[Point labeling samples]

** START **

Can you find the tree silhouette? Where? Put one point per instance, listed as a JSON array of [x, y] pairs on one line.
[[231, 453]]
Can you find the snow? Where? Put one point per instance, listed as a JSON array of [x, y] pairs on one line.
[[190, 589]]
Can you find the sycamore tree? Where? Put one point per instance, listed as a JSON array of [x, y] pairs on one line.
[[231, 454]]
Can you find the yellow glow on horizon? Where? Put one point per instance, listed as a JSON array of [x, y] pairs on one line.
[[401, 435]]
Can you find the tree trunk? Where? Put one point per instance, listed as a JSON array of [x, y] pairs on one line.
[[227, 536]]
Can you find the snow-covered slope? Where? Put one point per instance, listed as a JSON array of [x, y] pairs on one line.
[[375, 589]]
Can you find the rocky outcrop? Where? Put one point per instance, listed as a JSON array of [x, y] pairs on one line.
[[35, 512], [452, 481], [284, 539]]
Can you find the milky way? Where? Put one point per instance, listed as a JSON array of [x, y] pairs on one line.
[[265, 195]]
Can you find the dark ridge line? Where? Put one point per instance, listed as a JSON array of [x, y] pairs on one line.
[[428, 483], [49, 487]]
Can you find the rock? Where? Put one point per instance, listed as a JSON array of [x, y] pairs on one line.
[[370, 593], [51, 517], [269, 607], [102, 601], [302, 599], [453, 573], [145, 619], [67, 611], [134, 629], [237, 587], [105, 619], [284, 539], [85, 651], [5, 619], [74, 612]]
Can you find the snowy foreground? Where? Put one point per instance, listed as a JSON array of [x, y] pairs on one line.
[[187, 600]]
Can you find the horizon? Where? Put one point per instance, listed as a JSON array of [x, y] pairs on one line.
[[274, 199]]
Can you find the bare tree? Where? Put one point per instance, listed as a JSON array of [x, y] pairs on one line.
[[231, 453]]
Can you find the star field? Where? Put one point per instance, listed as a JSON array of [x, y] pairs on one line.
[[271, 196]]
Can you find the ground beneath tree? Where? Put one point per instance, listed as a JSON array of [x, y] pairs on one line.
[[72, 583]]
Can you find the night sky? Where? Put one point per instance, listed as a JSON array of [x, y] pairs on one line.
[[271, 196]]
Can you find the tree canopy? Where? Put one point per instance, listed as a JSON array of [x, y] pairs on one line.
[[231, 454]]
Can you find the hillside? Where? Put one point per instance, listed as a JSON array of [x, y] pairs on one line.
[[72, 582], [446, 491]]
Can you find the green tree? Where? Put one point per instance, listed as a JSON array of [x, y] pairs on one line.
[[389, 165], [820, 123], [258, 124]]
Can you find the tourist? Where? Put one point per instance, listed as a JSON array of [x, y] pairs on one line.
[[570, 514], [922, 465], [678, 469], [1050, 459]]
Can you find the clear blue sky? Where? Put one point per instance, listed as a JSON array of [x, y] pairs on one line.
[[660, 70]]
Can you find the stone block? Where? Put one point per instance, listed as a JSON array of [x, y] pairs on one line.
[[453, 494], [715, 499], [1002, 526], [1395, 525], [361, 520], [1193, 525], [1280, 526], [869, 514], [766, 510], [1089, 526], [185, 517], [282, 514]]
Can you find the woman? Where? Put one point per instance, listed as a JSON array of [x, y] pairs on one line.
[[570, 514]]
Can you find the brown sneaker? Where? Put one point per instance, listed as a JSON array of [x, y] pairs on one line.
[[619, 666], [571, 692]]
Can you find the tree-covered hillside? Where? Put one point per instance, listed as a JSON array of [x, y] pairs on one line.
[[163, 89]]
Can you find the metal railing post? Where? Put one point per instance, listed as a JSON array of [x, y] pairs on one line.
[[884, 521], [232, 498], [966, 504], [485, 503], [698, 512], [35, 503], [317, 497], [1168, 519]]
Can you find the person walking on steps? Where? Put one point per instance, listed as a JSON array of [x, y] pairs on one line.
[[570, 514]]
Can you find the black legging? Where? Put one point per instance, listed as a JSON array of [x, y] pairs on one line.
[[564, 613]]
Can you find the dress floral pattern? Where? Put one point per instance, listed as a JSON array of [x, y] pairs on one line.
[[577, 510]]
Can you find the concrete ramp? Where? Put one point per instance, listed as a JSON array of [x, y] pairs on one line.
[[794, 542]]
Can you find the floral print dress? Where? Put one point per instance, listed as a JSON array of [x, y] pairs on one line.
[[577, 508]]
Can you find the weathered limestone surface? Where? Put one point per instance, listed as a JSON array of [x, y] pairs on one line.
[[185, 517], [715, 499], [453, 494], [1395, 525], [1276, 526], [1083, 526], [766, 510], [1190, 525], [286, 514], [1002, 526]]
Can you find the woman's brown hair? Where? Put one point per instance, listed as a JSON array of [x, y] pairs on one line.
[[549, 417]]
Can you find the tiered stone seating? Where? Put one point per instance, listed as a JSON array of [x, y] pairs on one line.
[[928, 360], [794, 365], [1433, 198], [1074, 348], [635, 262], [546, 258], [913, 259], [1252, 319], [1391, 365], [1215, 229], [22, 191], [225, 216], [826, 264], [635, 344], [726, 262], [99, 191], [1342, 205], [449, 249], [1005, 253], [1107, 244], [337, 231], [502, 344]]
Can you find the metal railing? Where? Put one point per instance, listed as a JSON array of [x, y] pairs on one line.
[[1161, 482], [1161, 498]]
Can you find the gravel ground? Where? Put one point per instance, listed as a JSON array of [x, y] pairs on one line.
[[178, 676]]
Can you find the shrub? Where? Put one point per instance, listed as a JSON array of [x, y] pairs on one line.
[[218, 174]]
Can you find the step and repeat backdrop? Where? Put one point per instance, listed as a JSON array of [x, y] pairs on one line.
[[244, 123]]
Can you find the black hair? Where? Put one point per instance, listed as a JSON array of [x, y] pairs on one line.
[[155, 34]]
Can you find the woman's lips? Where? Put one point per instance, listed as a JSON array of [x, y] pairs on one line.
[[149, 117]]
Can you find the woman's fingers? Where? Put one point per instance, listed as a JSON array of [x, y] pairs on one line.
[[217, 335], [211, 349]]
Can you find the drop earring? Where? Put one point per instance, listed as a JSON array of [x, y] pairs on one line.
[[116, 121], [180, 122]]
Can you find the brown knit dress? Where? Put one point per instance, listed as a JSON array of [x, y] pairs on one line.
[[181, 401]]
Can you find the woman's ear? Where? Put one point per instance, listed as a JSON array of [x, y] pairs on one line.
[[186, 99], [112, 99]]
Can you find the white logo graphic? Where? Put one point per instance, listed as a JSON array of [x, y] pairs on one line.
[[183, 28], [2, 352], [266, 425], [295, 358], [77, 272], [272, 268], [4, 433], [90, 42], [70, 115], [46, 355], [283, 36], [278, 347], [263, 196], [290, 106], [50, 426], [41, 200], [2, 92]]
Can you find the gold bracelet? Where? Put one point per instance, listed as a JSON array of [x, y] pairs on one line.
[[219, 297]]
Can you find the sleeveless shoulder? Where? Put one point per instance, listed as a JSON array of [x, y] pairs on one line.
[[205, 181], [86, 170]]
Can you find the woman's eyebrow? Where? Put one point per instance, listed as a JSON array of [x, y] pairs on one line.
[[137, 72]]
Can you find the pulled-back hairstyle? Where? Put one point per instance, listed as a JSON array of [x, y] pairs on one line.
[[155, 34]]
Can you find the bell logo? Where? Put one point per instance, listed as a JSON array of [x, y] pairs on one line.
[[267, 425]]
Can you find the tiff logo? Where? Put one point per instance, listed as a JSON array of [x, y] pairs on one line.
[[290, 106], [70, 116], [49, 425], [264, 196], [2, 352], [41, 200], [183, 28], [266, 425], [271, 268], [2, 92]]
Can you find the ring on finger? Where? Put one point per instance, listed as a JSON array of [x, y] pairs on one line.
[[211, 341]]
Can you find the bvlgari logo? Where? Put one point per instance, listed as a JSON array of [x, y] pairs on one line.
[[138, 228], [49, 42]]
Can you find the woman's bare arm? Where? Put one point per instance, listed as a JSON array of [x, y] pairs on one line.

** END **

**Set problem**
Edit the lines that begin at the one containing "Can you find the snow-covered" and end after the one containing "[[660, 70]]": replace "rocky outcrop" with "stone ledge", change nothing else, and give back only those lines.

**Finished exercise**
Can you find the snow-covered slope? Where? Put one point per instance, listed as a JSON array of [x, y] pairs on one line.
[[375, 589]]
Can you find the stone ledge? Where? Put one point per instance, listed as a JSON array of [x, y] pairs on one line.
[[35, 512], [452, 481], [284, 539]]
Can you find the milky way? Where? Put one point per instance, listed as a JSON array of [x, y] pairs on one line.
[[265, 195]]
Can you find the dark ridge line? Where? Put one point per instance, listed as a JSON array of [x, y] pairs on one line.
[[428, 483], [49, 487]]
Can you find the rock? Where? Put one point per instance, listed as a JSON array of [x, y] pairs on one line.
[[370, 593], [51, 517], [269, 607], [102, 601], [302, 599], [453, 573], [145, 619], [67, 611], [134, 629], [237, 587], [105, 619], [284, 539], [85, 651], [5, 619], [74, 612]]
Can you find the snowy foreground? Where? Put one point per instance, listed as a JSON array of [x, y] pairs on one line.
[[187, 600]]
Can you find the horizon? Where? Put one point per instance, listed as a JSON array of [x, y] pairs on one line.
[[274, 199]]
Can you find the bare tree? Where? Put one point per instance, listed as a JSON array of [x, y] pairs on one line.
[[231, 453]]
Can you find the star field? Where? Put one point per instance, listed as a JSON array of [x, y] pairs on one line.
[[271, 196]]
Can you find the ground beneath tree? Where? Put one point per instance, listed as a JSON array of [x, y] pairs on one line.
[[72, 583]]
Can you find the night sky? Where? Put one point per instance, listed as a JSON array of [x, y] pairs on one line.
[[271, 196]]
Can you find the tree canopy? Where? Put one point per instance, listed as a JSON array of [x, y] pairs on one line.
[[231, 454]]
Can you find the hillside? Where? Put one point per instance, listed as a JSON array of [x, y] pairs on one line.
[[72, 582], [446, 491]]
Can you find the green tree? Where? Put one point per instance, listed as a JSON array of [x, y] pairs on one line.
[[389, 165], [820, 123], [258, 124]]
Can you find the tourist? Where? Put one point per instance, listed as a JSON array of [x, y] pairs on one line.
[[570, 514], [922, 465], [678, 469], [1050, 459]]
Can you find the clear blue sky? Where? Put one point per instance, listed as a JSON array of [x, y] pairs on one line.
[[660, 70]]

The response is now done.